In the listing below, locate the line containing "of the wide"; reproduce that line and all lines that follow it, unchanged.

- Records for this task

===============

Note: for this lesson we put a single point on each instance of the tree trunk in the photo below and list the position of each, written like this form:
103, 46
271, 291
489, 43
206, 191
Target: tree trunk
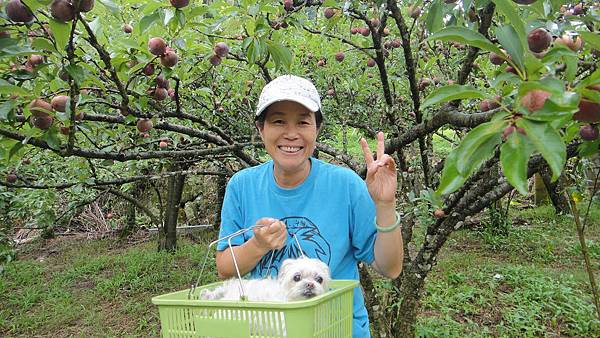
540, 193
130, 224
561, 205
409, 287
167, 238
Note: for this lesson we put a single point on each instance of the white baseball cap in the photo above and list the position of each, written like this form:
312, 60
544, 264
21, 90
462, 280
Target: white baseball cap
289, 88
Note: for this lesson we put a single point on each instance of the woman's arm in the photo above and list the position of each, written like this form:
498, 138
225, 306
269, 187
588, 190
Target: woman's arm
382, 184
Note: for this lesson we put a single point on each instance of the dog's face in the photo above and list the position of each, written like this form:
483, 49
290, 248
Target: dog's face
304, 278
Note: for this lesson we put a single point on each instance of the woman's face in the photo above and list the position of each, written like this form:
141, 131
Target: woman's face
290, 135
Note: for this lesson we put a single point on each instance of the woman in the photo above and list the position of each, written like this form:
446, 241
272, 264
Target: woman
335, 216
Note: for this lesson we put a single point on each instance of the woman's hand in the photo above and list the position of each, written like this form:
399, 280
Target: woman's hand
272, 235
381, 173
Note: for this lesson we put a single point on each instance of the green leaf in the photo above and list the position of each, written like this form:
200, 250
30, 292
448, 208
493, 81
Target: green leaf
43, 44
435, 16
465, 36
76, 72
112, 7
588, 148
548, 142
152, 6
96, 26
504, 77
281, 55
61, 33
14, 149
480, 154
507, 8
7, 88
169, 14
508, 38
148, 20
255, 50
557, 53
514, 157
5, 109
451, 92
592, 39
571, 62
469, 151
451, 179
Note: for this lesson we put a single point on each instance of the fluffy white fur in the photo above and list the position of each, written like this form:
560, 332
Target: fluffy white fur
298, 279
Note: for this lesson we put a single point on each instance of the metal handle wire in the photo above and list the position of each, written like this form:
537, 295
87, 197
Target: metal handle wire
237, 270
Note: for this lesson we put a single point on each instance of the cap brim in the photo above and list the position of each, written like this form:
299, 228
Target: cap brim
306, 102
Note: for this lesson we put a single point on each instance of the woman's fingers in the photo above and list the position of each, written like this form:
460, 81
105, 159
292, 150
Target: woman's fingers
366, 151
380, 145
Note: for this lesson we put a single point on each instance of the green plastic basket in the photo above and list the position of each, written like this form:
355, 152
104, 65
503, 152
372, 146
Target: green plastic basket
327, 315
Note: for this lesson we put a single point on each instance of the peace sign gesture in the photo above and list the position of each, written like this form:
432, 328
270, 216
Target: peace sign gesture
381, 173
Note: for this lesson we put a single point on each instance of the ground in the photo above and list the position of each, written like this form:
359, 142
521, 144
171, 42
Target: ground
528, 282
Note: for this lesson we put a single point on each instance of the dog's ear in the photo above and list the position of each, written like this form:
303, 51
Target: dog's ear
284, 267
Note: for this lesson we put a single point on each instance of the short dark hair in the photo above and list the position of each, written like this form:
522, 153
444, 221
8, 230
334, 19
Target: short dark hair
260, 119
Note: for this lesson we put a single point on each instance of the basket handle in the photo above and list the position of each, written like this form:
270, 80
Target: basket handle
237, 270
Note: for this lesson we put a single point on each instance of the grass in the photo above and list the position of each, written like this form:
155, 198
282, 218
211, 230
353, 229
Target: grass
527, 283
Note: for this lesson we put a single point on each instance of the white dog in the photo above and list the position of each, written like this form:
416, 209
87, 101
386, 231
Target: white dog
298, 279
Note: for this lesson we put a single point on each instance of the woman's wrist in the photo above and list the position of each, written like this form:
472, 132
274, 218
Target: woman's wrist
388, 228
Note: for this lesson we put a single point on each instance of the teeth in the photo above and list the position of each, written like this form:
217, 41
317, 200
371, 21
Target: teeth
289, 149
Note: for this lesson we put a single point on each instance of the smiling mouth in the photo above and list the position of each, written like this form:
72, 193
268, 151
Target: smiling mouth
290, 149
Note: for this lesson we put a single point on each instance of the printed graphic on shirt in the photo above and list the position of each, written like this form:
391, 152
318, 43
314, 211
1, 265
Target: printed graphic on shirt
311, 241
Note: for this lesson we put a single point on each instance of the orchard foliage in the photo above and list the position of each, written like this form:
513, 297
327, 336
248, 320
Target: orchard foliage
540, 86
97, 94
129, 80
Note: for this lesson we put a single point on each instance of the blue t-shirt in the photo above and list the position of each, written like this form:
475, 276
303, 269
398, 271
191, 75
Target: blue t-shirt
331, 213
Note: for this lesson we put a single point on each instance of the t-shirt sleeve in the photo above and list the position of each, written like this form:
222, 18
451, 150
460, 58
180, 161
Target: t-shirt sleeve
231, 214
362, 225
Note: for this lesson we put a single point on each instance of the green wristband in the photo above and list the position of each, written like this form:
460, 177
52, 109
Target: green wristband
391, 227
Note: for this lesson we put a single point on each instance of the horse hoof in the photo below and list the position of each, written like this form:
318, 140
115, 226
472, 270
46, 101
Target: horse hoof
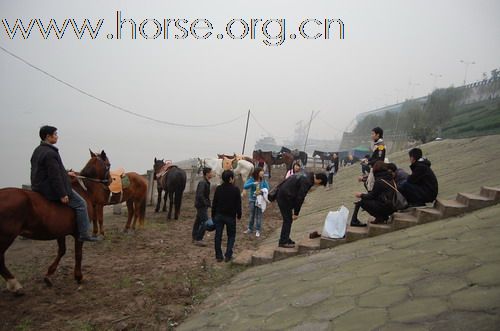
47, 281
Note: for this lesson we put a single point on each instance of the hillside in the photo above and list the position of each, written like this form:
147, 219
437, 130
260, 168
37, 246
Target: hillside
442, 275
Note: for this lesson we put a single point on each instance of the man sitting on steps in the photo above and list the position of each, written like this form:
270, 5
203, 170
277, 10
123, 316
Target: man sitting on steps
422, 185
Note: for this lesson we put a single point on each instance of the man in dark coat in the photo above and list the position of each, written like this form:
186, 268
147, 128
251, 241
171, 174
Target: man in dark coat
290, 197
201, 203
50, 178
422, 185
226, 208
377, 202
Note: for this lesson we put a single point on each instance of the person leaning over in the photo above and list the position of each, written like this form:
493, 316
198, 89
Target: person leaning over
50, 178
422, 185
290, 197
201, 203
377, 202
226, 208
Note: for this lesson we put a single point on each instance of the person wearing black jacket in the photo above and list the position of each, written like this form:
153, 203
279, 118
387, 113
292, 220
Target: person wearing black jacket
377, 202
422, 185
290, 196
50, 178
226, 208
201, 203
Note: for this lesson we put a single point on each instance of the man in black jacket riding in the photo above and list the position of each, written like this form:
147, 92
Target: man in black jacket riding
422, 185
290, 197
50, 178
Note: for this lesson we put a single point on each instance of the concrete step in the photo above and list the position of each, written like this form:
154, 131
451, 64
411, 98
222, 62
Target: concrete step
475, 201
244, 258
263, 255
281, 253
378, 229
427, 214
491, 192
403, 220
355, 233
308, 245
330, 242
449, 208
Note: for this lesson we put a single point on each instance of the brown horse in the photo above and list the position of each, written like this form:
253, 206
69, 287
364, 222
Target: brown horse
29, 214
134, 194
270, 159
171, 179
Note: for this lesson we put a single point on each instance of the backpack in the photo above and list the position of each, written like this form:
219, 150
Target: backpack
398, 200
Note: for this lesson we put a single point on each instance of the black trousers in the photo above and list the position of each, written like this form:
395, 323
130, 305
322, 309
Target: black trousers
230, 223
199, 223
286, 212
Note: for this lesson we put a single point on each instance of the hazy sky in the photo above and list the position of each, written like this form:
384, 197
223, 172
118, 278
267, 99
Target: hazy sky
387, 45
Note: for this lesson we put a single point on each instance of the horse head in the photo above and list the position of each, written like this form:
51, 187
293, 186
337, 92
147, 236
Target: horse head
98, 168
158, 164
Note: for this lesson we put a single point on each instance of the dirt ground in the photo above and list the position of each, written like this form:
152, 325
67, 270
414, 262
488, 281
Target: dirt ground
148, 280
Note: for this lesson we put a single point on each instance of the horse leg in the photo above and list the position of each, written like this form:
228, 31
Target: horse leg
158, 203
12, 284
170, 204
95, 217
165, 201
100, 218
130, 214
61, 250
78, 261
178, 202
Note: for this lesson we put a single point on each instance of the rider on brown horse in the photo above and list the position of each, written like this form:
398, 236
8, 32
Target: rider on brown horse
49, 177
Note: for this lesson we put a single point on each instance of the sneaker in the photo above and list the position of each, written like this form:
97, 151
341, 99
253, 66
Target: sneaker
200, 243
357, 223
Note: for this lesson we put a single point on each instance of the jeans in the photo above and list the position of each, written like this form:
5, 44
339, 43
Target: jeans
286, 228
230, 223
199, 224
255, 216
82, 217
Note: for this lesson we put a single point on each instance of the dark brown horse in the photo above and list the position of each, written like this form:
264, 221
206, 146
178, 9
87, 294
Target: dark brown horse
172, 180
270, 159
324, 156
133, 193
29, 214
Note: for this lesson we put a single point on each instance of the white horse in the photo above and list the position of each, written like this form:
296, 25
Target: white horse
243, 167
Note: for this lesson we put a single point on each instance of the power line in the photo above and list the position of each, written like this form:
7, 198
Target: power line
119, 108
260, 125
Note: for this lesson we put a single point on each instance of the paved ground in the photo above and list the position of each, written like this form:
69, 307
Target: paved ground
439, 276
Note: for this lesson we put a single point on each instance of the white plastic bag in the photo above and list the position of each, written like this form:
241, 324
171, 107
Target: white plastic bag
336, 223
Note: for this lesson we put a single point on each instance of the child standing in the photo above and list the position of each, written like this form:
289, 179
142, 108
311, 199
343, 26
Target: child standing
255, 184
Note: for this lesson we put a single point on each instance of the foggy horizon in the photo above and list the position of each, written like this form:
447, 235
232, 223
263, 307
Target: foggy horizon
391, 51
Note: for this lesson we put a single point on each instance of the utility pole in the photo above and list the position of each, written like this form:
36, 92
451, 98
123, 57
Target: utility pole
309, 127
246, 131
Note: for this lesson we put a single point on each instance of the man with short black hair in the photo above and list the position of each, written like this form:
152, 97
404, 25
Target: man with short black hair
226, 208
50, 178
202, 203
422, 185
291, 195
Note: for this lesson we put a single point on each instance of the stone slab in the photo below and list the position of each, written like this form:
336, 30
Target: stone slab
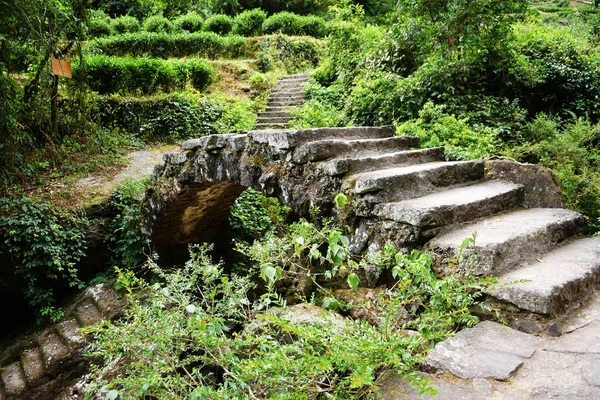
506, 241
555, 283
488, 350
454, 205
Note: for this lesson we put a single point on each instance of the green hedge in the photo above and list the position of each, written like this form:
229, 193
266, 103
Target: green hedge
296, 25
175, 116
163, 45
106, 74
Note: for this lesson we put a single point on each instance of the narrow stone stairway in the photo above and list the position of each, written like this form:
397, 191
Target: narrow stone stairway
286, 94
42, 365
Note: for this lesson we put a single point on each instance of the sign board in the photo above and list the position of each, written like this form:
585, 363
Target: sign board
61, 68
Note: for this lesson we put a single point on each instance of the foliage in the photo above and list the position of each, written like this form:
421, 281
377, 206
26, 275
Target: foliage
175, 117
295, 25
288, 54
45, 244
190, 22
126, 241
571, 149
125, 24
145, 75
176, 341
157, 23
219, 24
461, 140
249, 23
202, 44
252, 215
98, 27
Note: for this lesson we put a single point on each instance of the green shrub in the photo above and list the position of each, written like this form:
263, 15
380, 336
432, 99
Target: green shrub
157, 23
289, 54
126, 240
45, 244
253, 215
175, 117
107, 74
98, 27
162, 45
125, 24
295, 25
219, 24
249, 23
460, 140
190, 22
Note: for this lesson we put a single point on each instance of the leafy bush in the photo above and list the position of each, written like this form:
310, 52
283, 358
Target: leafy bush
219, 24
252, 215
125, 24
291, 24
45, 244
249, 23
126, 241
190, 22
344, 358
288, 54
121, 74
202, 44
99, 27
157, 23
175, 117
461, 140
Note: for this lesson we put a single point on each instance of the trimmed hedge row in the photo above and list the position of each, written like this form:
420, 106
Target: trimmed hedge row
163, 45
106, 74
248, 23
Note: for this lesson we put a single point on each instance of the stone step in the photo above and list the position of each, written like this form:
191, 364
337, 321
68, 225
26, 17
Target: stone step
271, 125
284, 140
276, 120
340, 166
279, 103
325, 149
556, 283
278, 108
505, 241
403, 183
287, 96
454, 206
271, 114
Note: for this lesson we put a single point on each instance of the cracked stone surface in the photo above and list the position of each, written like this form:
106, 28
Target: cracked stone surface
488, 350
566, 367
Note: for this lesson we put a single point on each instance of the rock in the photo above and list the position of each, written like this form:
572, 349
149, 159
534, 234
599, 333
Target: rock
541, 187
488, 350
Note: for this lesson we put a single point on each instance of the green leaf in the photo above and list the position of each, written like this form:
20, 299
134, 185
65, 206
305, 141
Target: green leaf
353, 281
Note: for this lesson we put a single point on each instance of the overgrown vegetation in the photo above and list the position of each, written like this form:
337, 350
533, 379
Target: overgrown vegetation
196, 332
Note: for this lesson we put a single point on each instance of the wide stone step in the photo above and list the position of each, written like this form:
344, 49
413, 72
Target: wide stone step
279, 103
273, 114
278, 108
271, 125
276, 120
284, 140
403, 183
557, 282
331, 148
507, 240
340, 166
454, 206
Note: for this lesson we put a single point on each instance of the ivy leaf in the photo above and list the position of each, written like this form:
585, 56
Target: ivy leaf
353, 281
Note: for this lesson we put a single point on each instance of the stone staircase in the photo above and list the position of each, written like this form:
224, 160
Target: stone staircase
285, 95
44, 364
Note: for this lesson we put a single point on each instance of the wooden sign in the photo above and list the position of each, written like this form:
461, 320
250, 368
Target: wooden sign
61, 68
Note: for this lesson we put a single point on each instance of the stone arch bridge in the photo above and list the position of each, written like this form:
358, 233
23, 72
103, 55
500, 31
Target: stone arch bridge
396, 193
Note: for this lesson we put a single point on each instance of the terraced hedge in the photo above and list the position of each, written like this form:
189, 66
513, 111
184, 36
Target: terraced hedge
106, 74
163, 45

===============

- The solution
Note: for this lesson we put a single point on each instance of the wide stone step in the photo above and list the position of each, written like this form:
344, 49
413, 72
Target: wide stone step
279, 103
273, 114
278, 108
271, 125
276, 120
284, 140
403, 183
557, 282
331, 148
507, 240
340, 166
454, 206
Note: for this lesson we put a single point on each instance of the ivy leaf in the photo above and list the position of each, written like this form:
585, 56
Target: ivy leaf
353, 281
Note: for this lesson we put a single point on each instance of the stone staircase in the photo above and list the position of each, written like this form:
224, 160
Target: stone staircase
285, 95
44, 364
Note: for this lesson we put a single point on each instance of the wooden sign in the photo above and list the position of each, written like this form:
461, 320
250, 368
Target: wooden sign
61, 68
Note: for this lesson we put a single point on each instance of the stone arch bridge in the photo above and list the position of each, written like this form:
358, 233
23, 72
103, 55
500, 31
Target: stone arch bridge
396, 193
Note: for this lesson we put a single point on each instance of the terraced hedge in the photo above and list the position of each, written like this form:
189, 66
513, 111
184, 36
Target: terraced hedge
106, 74
163, 45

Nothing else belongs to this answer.